EXTRACTED RECORDS ▸

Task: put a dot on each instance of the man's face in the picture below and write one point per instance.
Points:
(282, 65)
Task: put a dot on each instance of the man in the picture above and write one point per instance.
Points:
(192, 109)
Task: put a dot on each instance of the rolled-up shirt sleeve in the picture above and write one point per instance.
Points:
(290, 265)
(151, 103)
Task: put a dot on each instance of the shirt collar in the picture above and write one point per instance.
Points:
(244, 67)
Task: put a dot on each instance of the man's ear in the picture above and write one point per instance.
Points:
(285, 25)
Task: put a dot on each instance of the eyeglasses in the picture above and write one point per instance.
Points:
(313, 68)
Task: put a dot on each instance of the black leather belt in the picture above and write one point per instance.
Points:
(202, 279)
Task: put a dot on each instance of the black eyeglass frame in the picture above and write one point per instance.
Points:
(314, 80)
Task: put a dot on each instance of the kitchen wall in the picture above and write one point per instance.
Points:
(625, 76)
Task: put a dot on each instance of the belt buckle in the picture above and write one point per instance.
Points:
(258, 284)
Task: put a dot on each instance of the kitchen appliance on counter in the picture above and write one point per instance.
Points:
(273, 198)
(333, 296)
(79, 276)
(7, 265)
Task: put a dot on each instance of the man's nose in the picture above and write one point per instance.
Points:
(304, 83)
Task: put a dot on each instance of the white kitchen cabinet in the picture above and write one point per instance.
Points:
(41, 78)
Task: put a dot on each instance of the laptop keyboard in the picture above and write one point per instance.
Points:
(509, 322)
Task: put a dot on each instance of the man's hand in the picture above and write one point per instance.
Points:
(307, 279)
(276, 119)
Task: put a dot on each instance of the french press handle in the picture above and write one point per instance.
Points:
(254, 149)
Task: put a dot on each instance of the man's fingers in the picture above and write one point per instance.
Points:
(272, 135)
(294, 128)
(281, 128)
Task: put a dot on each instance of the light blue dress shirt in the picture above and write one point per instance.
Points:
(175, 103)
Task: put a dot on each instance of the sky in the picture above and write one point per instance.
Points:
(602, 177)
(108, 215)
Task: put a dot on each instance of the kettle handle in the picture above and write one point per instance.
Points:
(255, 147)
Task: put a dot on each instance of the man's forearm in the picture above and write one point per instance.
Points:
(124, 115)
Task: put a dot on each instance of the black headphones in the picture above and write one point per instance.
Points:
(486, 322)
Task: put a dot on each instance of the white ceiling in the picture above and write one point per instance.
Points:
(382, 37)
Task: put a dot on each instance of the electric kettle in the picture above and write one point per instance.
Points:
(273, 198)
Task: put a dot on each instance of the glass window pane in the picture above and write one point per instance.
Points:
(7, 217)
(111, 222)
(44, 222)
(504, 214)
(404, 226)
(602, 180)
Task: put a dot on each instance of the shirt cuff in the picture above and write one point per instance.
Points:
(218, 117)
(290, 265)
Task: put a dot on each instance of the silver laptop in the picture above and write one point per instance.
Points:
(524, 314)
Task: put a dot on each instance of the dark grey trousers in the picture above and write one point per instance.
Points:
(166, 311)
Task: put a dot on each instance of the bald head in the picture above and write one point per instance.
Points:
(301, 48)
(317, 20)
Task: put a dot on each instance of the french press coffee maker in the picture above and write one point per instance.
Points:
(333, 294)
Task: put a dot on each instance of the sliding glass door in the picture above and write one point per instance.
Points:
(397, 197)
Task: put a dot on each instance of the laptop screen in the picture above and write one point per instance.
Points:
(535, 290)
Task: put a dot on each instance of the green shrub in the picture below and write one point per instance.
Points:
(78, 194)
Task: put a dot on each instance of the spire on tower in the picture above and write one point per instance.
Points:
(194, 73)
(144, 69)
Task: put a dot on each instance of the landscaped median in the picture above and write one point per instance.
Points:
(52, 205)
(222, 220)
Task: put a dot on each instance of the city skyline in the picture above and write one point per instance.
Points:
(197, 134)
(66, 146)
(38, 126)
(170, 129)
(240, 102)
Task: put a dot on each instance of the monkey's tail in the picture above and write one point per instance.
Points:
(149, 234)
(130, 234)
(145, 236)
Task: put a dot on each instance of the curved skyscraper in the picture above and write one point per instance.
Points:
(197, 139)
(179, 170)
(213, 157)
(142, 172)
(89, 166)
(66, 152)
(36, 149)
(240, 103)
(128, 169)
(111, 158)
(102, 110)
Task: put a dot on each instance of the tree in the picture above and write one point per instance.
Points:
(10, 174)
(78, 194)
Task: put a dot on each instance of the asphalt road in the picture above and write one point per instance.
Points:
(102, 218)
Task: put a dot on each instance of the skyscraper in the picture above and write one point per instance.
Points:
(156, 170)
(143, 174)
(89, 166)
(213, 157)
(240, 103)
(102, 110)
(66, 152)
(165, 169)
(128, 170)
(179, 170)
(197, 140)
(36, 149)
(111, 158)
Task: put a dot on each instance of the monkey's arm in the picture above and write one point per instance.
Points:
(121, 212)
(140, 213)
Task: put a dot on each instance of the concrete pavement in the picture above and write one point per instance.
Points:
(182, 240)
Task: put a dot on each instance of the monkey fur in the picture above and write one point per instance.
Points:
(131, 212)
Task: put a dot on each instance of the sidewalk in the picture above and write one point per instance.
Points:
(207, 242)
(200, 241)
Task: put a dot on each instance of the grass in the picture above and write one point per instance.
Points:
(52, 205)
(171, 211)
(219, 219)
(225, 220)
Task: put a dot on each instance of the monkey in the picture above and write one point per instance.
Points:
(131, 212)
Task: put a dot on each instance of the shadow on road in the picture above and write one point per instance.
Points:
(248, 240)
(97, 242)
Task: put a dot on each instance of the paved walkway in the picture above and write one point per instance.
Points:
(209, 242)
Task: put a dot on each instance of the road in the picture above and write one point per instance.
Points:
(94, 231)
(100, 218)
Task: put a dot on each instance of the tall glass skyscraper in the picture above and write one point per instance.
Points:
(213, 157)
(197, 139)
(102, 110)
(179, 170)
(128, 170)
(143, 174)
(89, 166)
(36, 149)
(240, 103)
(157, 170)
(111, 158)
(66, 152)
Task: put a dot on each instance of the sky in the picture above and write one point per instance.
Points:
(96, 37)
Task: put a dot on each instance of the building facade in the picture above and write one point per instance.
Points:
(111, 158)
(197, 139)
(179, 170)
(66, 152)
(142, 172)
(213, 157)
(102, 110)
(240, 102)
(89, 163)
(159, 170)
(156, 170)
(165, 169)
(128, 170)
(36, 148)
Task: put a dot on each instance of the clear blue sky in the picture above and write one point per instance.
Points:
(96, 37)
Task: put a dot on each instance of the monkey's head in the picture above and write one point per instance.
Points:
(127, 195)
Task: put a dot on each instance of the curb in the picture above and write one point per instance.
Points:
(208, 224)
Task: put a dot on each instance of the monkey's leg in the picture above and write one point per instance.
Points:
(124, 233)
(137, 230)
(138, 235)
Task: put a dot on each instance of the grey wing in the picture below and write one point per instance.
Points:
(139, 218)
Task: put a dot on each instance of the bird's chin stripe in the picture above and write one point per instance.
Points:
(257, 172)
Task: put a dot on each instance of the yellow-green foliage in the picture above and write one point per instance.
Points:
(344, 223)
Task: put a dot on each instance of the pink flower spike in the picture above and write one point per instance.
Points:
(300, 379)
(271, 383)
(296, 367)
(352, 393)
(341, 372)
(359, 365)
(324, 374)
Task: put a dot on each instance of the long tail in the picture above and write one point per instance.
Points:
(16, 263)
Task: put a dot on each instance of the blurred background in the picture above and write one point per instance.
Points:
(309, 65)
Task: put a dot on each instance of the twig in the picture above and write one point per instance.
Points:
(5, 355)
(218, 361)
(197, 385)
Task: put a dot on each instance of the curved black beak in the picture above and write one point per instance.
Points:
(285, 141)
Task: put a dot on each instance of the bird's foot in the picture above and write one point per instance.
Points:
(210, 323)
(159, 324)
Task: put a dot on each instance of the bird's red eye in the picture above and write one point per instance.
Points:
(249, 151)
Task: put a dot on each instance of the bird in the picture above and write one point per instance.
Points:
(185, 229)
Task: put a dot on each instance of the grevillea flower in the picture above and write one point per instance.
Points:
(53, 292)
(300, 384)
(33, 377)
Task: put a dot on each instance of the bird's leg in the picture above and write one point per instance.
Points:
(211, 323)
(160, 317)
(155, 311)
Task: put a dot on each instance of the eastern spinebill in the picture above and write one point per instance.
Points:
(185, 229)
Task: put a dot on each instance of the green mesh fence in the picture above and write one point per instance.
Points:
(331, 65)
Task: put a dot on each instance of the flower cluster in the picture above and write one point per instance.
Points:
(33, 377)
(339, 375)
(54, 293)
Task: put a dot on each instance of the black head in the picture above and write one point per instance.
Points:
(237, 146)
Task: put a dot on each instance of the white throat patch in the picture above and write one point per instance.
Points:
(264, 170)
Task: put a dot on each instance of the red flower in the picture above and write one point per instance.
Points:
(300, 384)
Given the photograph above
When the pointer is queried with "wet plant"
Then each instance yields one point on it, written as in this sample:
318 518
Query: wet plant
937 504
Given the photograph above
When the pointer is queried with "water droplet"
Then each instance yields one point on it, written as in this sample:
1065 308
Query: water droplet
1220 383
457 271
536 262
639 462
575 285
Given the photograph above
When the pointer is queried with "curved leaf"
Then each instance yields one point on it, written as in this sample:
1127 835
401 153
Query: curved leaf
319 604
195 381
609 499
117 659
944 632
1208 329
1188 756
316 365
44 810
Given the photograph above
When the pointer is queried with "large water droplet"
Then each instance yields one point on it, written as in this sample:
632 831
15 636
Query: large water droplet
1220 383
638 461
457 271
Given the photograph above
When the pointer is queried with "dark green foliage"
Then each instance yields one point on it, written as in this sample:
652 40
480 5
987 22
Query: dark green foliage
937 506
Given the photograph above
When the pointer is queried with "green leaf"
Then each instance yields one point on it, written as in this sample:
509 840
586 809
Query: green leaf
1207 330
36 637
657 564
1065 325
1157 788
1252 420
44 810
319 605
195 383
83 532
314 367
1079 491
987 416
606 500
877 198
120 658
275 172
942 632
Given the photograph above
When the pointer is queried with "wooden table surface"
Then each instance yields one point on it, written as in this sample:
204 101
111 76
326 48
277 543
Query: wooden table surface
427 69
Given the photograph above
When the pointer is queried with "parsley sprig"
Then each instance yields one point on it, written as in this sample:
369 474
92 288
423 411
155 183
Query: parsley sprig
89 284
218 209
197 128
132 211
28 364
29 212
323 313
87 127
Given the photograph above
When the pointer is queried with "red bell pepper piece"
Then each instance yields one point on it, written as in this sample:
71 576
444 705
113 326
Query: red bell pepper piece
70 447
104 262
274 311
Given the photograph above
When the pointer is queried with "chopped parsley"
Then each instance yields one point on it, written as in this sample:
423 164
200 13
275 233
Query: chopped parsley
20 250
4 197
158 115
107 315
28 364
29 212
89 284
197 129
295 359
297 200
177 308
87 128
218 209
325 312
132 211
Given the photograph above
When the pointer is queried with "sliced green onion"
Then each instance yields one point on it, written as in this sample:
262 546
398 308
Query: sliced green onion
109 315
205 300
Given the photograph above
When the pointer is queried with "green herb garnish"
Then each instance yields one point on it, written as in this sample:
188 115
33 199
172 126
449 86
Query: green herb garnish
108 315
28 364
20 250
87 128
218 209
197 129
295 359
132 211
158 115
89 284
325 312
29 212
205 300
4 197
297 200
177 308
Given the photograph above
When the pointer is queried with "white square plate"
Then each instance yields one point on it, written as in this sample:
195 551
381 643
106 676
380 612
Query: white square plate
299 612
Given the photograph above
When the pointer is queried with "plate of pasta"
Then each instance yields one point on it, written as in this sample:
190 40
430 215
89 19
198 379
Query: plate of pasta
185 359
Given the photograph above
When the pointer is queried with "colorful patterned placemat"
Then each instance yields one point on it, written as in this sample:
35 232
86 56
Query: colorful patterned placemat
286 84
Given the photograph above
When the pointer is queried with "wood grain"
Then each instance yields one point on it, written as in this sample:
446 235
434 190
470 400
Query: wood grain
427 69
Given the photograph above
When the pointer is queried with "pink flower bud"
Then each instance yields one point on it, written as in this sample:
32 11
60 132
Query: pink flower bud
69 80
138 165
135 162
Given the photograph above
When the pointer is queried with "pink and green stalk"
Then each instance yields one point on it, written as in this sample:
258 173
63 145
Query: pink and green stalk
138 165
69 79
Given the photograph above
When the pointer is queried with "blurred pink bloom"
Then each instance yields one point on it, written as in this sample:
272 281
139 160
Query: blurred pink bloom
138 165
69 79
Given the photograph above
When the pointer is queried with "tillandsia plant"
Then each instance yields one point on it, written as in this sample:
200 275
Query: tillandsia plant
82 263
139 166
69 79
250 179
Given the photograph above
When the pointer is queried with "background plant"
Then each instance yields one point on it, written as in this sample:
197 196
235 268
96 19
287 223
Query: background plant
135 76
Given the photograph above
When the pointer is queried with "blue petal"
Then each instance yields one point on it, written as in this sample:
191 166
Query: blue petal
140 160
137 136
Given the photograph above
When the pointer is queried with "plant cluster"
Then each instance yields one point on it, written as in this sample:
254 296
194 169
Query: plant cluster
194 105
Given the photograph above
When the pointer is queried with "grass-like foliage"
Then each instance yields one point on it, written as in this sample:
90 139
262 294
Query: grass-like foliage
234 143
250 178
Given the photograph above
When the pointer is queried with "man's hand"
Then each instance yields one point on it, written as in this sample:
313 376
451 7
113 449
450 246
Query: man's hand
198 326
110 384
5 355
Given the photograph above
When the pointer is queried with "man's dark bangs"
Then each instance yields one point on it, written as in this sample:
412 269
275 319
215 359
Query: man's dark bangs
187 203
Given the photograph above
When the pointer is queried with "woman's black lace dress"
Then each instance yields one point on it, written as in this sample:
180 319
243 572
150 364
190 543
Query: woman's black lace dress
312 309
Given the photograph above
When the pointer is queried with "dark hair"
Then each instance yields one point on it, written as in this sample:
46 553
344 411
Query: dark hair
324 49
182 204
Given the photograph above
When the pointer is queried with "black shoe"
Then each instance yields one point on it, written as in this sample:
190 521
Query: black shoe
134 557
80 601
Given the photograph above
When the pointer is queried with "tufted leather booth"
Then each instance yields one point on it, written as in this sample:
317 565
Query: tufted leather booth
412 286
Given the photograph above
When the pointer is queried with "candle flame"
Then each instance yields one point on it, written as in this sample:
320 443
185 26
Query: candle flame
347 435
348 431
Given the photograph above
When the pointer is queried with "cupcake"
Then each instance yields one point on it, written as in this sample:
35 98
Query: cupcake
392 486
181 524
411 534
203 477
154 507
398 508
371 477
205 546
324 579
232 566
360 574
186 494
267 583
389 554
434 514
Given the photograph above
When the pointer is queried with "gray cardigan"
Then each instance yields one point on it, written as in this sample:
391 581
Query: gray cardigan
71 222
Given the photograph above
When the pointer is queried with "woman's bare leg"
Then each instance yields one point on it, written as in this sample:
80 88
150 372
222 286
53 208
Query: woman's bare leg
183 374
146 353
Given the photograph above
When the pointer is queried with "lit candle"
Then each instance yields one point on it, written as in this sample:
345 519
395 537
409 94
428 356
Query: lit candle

WHAT YOU NEED TO DO ▸ A complete answer lists each line of the data that holds the word "bird".

OUTPUT OF THE EXERCISE ▸
Task: put a dot on each instance of the bird's chin stripe in the picture above and write one point per instance.
Task: put a dot on each instance of the bird's foot in the picture above and write one point per instance.
Task: put a dot on each instance of the bird's red eye in the picture above and write one point per instance.
Task: put a dot on each instance of the bird in the picture above and write one point per instance.
Task: put a dot on each instance of the bird's leg in the picture above and write one point per instance.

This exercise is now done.